▸ **Material provided**
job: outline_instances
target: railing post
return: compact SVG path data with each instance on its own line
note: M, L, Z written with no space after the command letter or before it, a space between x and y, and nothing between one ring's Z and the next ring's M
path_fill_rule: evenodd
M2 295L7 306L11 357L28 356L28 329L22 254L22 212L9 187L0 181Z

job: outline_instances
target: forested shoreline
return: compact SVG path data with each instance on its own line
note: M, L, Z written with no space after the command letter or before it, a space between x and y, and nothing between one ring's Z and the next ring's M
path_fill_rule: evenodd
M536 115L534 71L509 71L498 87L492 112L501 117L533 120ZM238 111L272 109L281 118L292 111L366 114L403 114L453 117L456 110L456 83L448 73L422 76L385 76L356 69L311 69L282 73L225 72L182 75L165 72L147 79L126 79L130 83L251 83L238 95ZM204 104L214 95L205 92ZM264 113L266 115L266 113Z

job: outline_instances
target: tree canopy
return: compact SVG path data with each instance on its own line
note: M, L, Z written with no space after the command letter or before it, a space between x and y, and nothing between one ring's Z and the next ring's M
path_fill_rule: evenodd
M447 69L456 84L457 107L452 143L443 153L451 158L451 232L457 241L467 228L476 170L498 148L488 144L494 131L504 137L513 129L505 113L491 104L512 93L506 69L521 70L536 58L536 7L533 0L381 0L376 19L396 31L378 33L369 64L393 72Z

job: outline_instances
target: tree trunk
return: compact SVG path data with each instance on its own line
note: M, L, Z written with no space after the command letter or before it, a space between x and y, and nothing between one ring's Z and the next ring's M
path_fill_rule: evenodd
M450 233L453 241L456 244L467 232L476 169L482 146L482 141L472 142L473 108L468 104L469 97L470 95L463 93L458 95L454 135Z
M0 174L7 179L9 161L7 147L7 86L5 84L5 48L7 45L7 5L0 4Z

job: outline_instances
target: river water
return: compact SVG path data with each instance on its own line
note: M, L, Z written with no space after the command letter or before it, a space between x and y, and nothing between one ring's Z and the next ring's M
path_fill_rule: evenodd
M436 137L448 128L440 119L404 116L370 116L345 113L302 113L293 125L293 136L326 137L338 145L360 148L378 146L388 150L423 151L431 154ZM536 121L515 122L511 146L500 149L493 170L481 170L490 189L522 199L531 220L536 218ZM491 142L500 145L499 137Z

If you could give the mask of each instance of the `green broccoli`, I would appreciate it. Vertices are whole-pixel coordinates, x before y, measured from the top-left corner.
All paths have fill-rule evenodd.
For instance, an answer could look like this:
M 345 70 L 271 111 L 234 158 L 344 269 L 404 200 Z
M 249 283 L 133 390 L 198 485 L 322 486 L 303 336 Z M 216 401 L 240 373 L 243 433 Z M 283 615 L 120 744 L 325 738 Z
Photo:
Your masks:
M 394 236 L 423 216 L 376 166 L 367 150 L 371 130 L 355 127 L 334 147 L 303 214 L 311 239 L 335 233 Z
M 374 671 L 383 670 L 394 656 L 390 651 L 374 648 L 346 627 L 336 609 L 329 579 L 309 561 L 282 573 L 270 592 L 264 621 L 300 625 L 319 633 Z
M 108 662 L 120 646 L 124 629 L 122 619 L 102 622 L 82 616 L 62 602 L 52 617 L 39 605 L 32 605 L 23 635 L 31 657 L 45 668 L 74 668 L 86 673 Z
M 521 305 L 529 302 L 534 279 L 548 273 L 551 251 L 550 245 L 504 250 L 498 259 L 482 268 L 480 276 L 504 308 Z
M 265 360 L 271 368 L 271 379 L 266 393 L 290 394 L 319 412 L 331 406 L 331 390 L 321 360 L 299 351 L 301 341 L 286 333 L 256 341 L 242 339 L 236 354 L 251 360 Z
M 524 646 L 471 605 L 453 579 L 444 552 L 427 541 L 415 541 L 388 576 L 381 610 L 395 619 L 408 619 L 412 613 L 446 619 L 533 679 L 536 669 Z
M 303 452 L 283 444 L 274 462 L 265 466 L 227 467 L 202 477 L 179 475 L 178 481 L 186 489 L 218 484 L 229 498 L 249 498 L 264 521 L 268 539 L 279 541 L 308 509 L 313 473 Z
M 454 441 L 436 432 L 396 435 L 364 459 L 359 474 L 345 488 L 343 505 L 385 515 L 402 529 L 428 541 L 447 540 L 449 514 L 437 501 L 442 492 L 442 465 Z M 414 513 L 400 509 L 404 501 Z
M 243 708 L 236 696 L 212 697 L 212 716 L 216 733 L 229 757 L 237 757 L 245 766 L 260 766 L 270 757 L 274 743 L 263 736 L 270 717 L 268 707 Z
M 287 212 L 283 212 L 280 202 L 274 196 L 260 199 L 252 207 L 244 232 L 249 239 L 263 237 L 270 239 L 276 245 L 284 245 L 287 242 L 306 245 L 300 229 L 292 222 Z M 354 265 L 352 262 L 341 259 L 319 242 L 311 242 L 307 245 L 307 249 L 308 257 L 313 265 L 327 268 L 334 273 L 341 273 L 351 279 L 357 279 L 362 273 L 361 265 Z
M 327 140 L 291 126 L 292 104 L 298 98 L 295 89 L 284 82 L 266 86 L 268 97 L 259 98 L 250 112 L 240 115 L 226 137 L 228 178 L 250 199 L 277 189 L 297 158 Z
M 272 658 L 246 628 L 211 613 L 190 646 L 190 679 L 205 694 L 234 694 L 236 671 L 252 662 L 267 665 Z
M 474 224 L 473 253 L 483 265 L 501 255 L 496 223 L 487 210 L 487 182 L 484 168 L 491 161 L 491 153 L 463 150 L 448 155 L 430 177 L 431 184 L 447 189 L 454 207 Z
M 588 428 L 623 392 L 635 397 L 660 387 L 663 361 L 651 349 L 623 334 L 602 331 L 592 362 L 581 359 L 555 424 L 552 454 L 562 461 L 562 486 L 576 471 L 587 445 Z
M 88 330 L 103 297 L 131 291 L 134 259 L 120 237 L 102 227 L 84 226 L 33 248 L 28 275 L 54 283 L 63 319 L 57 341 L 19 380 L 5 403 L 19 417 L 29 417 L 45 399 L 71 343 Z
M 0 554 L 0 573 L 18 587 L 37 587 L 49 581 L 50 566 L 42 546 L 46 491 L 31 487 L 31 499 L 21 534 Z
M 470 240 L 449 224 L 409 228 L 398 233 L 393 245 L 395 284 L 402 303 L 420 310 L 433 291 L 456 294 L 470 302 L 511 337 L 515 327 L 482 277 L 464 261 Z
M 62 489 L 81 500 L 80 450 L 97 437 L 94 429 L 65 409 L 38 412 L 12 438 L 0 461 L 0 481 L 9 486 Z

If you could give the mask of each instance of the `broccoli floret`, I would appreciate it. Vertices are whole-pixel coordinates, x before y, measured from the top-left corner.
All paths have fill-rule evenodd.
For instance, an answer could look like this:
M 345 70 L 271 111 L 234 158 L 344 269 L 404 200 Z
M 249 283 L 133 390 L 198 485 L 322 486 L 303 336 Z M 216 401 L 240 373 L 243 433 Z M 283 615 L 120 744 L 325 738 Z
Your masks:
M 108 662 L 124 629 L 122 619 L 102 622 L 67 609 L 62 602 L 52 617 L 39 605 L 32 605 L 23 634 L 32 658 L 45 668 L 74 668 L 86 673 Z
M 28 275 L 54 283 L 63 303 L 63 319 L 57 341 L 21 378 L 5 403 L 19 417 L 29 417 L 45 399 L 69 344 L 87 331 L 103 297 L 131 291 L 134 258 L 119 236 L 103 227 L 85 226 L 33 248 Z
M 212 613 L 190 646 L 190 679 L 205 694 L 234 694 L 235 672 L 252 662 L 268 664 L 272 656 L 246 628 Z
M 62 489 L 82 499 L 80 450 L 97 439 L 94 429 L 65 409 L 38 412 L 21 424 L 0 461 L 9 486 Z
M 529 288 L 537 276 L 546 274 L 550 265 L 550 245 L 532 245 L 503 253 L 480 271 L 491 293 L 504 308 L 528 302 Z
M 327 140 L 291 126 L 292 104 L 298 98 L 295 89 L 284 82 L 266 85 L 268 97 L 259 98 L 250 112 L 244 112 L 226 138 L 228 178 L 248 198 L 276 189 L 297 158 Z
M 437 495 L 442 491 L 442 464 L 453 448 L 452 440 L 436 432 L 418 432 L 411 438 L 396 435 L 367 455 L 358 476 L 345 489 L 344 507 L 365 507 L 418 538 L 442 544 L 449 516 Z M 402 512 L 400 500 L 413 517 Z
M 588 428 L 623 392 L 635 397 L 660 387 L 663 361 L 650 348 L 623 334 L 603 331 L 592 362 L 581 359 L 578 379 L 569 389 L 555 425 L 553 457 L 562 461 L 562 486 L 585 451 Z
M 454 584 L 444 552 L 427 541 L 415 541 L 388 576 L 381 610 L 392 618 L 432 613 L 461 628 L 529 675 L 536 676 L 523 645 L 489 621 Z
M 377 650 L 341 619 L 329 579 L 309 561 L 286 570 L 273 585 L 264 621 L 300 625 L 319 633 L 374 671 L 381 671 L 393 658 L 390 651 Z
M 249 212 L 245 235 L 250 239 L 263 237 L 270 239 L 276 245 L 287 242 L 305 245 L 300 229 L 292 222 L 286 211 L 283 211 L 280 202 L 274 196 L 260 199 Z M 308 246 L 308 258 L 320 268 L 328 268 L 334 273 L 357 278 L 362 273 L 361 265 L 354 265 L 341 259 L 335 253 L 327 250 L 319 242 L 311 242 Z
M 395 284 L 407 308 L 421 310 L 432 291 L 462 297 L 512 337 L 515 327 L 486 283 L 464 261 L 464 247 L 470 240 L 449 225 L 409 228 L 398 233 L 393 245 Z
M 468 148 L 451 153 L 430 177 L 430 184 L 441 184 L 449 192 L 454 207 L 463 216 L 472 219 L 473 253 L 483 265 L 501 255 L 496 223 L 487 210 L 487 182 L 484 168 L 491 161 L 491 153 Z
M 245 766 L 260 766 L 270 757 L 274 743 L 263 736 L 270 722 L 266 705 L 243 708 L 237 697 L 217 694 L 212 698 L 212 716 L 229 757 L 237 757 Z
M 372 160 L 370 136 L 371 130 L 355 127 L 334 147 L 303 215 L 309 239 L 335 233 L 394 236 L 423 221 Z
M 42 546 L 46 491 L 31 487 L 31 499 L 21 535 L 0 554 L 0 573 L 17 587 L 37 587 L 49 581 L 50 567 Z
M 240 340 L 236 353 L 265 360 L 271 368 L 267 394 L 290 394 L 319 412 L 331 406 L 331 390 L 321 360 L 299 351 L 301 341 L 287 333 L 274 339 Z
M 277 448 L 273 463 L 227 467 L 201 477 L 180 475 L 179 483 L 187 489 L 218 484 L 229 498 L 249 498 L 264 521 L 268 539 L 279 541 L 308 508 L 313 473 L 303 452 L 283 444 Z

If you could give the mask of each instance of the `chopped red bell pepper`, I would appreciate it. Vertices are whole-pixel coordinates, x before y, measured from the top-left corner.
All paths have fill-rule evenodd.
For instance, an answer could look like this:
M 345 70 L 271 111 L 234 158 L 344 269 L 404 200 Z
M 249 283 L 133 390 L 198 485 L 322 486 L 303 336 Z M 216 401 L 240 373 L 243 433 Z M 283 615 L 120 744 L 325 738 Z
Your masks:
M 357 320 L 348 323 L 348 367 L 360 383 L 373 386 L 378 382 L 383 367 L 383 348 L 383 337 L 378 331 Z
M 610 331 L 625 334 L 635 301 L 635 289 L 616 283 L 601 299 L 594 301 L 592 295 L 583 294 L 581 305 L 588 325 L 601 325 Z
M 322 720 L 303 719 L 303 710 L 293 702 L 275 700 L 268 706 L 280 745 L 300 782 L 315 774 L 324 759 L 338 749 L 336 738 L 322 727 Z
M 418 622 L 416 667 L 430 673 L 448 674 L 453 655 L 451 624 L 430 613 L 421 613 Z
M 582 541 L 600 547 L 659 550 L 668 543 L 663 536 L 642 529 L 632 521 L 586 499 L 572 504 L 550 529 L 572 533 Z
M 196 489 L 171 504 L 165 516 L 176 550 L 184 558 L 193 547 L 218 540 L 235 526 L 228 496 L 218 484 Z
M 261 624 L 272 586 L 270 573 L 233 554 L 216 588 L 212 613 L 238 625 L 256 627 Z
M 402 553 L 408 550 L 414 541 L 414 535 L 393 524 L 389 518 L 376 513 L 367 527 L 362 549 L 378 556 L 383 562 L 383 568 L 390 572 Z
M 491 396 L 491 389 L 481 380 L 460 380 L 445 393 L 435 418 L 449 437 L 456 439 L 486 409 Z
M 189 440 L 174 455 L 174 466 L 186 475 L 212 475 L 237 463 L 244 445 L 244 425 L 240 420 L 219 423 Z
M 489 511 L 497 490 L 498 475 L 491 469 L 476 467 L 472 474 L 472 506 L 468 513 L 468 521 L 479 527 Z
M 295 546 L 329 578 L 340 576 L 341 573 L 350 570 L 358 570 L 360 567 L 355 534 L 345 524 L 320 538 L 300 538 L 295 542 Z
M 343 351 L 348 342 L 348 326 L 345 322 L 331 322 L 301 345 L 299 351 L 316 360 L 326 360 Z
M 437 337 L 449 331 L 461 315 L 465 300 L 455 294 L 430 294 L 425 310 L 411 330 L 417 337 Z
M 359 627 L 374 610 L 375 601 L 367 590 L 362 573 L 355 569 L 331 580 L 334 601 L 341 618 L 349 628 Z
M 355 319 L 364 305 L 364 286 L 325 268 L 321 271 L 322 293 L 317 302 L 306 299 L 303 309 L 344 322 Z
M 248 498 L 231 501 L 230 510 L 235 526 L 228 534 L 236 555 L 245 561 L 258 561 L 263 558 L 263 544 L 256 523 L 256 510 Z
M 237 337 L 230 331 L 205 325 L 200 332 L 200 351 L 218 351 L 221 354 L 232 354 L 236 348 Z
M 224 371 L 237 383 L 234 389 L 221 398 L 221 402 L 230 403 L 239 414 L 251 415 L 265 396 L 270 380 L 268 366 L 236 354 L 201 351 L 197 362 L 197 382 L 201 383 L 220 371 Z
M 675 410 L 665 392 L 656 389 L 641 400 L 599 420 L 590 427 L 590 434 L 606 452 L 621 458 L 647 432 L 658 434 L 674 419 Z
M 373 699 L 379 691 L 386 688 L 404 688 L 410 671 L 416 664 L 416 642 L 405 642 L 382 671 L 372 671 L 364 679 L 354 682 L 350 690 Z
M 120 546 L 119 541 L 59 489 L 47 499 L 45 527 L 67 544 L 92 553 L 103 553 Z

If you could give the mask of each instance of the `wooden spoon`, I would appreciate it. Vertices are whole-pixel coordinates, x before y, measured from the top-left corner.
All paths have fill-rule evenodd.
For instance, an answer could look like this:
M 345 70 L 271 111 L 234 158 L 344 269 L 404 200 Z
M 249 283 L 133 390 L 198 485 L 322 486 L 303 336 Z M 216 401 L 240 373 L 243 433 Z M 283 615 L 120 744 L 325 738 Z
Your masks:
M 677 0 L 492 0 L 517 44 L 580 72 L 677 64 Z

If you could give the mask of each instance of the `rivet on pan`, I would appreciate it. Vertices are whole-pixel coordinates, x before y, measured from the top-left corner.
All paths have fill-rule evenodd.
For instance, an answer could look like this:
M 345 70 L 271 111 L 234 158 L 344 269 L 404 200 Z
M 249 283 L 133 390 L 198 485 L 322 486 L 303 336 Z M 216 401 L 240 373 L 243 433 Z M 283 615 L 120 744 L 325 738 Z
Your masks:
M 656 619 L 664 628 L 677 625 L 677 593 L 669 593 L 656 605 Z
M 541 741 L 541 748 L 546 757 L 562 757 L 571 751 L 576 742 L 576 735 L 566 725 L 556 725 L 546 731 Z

▸ **What needs to be done**
Rewrite the material as a two-column Markdown table headed Row and Line. Start with its first line and go on through the line containing "M2 295L7 306L11", including both, numbering each line and leaving out blank ones.

▸ **Exercise output**
| Row | Line |
|---|---|
| 1 | job: outline_instances |
| 2 | target: railing post |
| 3 | return: compact SVG path data with each instance on its own line |
| 4 | note: M, L, Z written with no space after the command letter or before it, a space between x and y, and nothing between one ring's Z and the next ring's M |
| 5 | path_fill_rule: evenodd |
| 6 | M2 295L7 306L11 357L28 356L28 329L22 254L22 212L9 187L0 181Z |